» 閱讀文本

※

如何生成 DistAccumulateGradCaptureHook？計算依賴時候生成 DistAccumulateGradCaptureHook，但是記錄在 capture.hooks_.push_back 之中。

這裡是為了處理 AccumulateGrad。

AccumulateGrad 一定是葉子節點，不需執行，而需要在其上積累梯度，但是RecvRpcBackward需要執行。
AccumulateGrad 就儲存在 DistAccumulateGradCaptureHook 之中。

void DistEngine::computeDependencies(
    const ContextPtr& autogradContext,
    const edge_list& rootEdges,
    const variable_list& grads,
    const std::shared_ptr<Node>& graphRoot,
    edge_list& outputEdges,
    bool retainGraph) {
  
  if (!outputEdges.empty()) {
    // Compute 'needed execution' starting from all 'send' functions and the
    // original graphRoot.
    edge_list edges;
    // Create some dummy edges (input_nr not important for init_to_execute).
    for (const auto& mapEntry : sendFunctions) {
      edges.emplace_back(mapEntry.second, 0);
    }

    // Add the original graphRoot as an edge.
    edges.emplace_back(graphRoot, 0);

    // Create a dummy GraphRoot and run init_to_execute with it.
    GraphRoot dummyRoot(edges, {});
    graphTask->init_to_execute(dummyRoot, outputEdges, /*accumulate_grad=*/false, /*min_topo_nr=*/0);
    for (auto& mapEntry : graphTask->exec_info_) {
      auto& execInfo = mapEntry.second;
      if (!execInfo.captures_) {
        continue;
      }
      auto fn = mapEntry.first;
      // There may be nodes other than 'AccumulateGrad', e.g. RecvRPCBackward,
      // to be captured.

※

[位置標註記錄]

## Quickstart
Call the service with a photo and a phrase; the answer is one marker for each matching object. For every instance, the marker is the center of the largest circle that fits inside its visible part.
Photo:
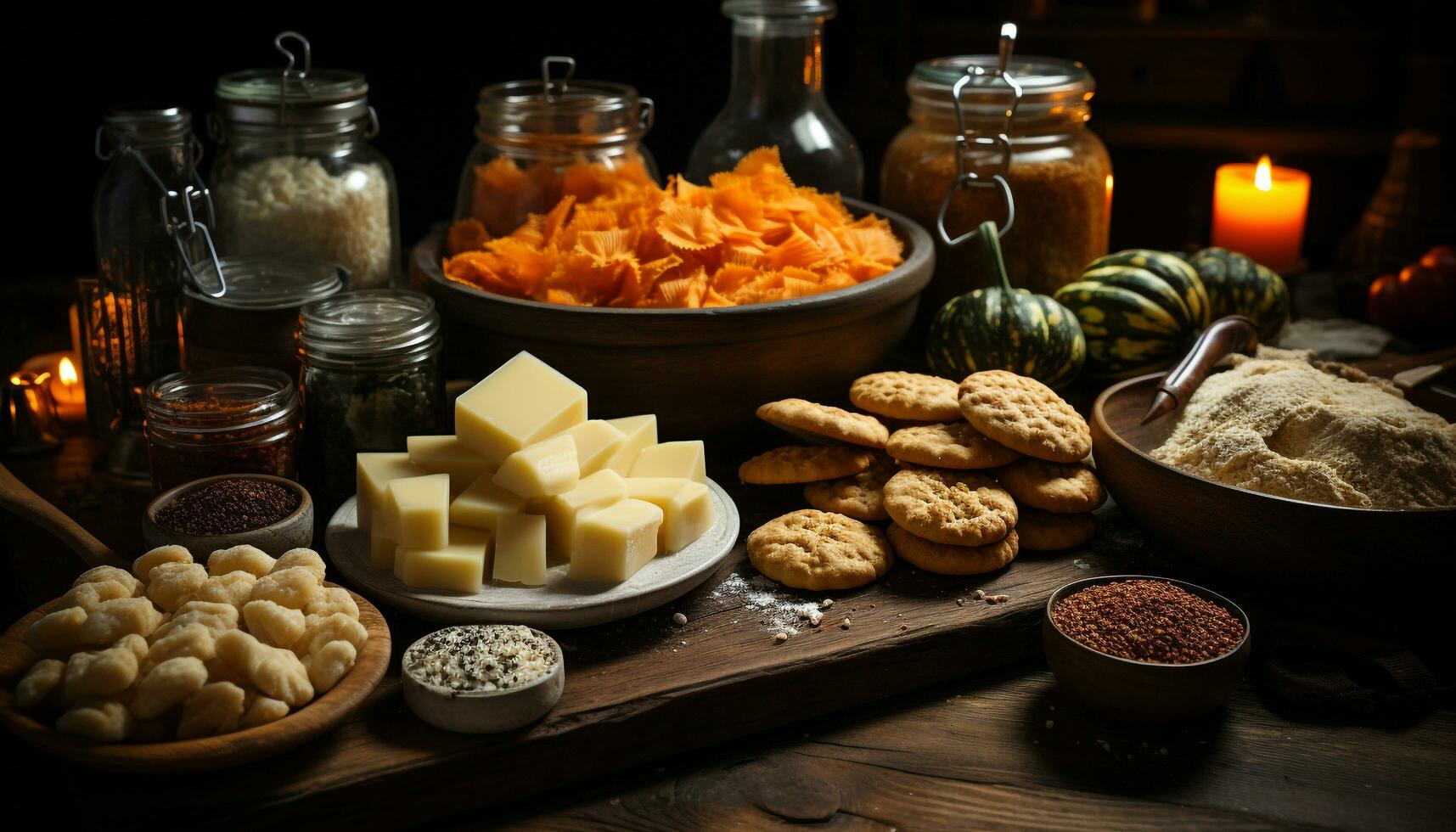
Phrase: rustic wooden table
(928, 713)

※

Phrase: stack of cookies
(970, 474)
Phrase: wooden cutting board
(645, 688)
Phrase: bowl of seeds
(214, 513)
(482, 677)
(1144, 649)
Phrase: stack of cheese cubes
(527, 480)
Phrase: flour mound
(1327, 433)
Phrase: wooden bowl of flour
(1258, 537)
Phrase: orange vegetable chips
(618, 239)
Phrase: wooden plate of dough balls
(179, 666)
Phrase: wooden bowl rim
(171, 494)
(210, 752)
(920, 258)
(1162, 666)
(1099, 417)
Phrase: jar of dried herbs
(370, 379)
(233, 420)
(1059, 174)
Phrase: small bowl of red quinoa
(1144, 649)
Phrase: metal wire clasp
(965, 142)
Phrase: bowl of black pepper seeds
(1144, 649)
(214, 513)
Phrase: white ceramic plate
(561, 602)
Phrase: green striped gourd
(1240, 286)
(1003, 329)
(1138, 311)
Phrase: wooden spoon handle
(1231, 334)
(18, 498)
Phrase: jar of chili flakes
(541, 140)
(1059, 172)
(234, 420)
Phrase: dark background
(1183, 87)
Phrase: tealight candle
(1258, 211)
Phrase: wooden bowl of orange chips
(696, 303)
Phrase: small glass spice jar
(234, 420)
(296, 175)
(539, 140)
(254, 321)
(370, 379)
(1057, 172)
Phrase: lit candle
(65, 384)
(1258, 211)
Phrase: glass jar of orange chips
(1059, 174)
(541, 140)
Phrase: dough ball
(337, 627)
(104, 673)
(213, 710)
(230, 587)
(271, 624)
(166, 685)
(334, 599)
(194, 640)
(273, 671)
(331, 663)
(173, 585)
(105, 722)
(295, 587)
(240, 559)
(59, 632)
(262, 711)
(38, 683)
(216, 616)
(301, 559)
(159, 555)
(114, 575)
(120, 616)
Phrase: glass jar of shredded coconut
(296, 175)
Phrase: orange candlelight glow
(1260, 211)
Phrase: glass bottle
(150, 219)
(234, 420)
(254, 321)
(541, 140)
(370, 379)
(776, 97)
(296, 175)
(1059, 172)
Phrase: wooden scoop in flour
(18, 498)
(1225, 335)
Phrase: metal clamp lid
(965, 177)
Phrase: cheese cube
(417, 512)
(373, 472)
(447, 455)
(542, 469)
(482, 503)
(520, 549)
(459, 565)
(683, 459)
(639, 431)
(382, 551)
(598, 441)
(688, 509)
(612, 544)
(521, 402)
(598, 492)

※

» 任務說明
[A] 根據這篇關於 DistAccumulateGradCaptureHook 的文本，AccumulateGrad 一定是哪一種節點？
[B] 請照原樣抄錄這篇關於 DistAccumulateGradCaptureHook 的文本，從「edge_list edges;」開始，到「init_to_execute with it.」結束，兩處都包括在內。
這些項目在本練習中用不到。

» 參考答案
[A] 葉子節點。

[B]
edge_list edges;
    // Create some dummy edges (input_nr not important for init_to_execute).
    for (const auto& mapEntry : sendFunctions) {
      edges.emplace_back(mapEntry.second, 0);
    }

    // Add the original graphRoot as an edge.
    edges.emplace_back(graphRoot, 0);

    // Create a dummy GraphRoot and run init_to_execute with it.